:: WHAT IS EXPECTED ::
The reply should repeat all of the data word for word, with no pictures.

BEGIN

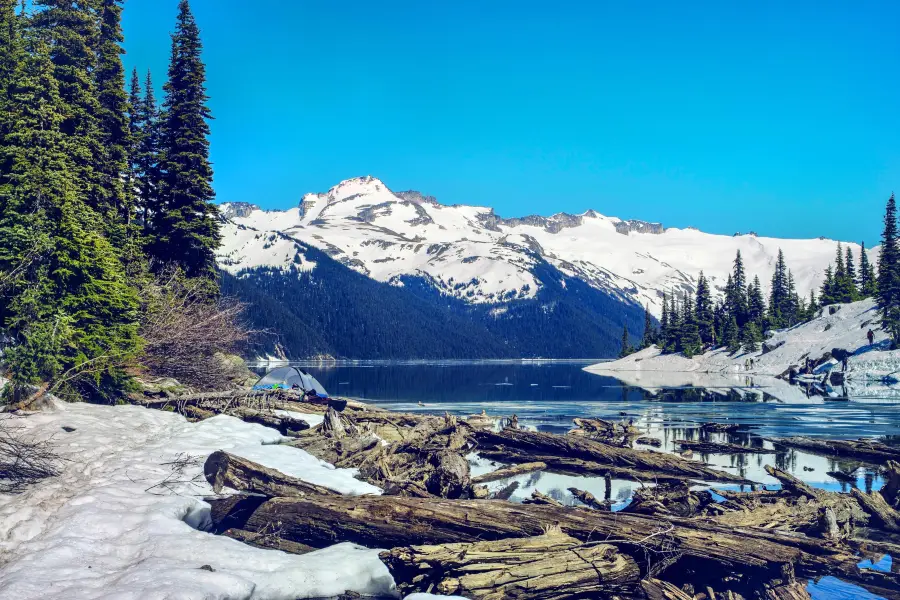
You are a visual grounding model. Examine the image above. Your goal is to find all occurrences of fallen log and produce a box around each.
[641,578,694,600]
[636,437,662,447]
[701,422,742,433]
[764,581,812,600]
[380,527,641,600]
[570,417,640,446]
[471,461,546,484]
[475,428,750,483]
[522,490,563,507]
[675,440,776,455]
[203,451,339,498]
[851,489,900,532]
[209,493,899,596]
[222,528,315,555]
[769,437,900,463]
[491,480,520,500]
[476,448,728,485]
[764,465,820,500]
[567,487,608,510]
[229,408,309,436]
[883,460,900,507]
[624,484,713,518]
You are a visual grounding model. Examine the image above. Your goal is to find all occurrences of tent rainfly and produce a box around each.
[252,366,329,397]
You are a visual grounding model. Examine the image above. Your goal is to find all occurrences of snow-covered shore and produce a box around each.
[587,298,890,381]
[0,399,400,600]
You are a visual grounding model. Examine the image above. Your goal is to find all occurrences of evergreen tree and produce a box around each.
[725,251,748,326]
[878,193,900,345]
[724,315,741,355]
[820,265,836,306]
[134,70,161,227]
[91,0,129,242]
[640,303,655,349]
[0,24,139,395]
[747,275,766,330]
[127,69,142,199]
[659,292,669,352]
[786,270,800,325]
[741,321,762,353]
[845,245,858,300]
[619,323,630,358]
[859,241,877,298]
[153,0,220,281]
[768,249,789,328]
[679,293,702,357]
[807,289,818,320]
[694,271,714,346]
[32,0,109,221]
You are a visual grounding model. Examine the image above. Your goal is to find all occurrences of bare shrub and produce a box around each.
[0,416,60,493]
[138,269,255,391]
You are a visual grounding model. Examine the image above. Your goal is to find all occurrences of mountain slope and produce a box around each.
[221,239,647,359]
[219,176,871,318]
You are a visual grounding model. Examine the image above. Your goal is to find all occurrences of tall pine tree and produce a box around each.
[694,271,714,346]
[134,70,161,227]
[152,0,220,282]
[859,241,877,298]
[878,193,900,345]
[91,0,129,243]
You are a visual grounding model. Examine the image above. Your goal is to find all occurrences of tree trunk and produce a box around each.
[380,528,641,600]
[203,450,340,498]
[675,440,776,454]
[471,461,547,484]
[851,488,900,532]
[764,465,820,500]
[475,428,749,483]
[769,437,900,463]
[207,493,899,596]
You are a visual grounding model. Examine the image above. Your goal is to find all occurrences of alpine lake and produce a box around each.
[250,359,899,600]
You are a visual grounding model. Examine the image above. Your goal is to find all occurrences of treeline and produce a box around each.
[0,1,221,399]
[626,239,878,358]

END

:: TASK SOLUTION ::
You are a visual grounding model. Examine the image above. Your goal is to find all occurrences of fallen log and produce a box around each.
[641,578,694,600]
[636,437,662,447]
[701,422,742,433]
[764,581,812,600]
[380,527,641,600]
[570,417,640,446]
[471,461,546,484]
[475,428,750,483]
[522,490,563,507]
[675,440,776,455]
[203,451,339,498]
[851,489,900,532]
[209,493,899,596]
[222,528,315,555]
[769,437,900,463]
[491,480,520,500]
[476,448,728,485]
[764,465,820,500]
[567,487,608,510]
[229,408,309,436]
[883,460,900,507]
[624,484,713,518]
You are a visual grounding model. Examine the image above. Your goal is to find all occurrences of tent rainfly and produce a box around each.
[252,366,329,397]
You are a visual grounding model. Examine the image above. Your goal is to find all occurrences of snow-covered shore and produce a box around each.
[587,298,890,381]
[0,399,400,600]
You are a visual grounding model. Examine the image above. Your goal is to find all occurrences of evergreen tree and produce a box around each.
[725,251,748,326]
[878,193,900,345]
[724,315,741,355]
[820,265,836,306]
[134,70,161,227]
[91,0,129,242]
[640,303,655,349]
[0,24,139,395]
[747,275,766,330]
[127,69,142,199]
[659,292,669,352]
[786,270,800,325]
[741,321,762,353]
[845,245,858,300]
[619,323,630,358]
[859,241,877,298]
[153,0,220,281]
[768,249,789,328]
[679,293,702,357]
[807,289,818,320]
[694,271,714,346]
[32,0,109,221]
You are a visual grounding model. Examine the image above. Your goal is to find all occurrences of bare shrub and produce a box around each.
[0,416,60,493]
[138,269,255,391]
You are a visual grounding model. Examine the image above. Your goal is to find all occurrences of mountain slope and produce a box around each.
[221,239,647,359]
[219,176,871,318]
You are a visual grounding model. Examine the image above. Your goal is to find all occurrences of tall pine tree and produce a box around each.
[694,271,714,346]
[134,70,161,227]
[152,0,220,282]
[859,241,877,298]
[878,193,900,345]
[91,0,129,243]
You are a visual grounding model. Examine the image above. Your goal is to find all occurrences of tree trunk and produce a box around each.
[380,528,641,600]
[203,450,340,498]
[675,440,776,454]
[471,461,547,484]
[851,488,900,532]
[764,465,820,500]
[475,428,749,483]
[769,437,900,463]
[207,493,899,596]
You are a visual grounding model. Examine the image above. Your goal is to find all occurrences of alpine lake and produce a box around each.
[250,359,899,600]
You are a visual grounding model. Examine the image above. Your goal is to find all occurrences of treeline and produce a box around each.
[0,1,221,399]
[626,239,878,358]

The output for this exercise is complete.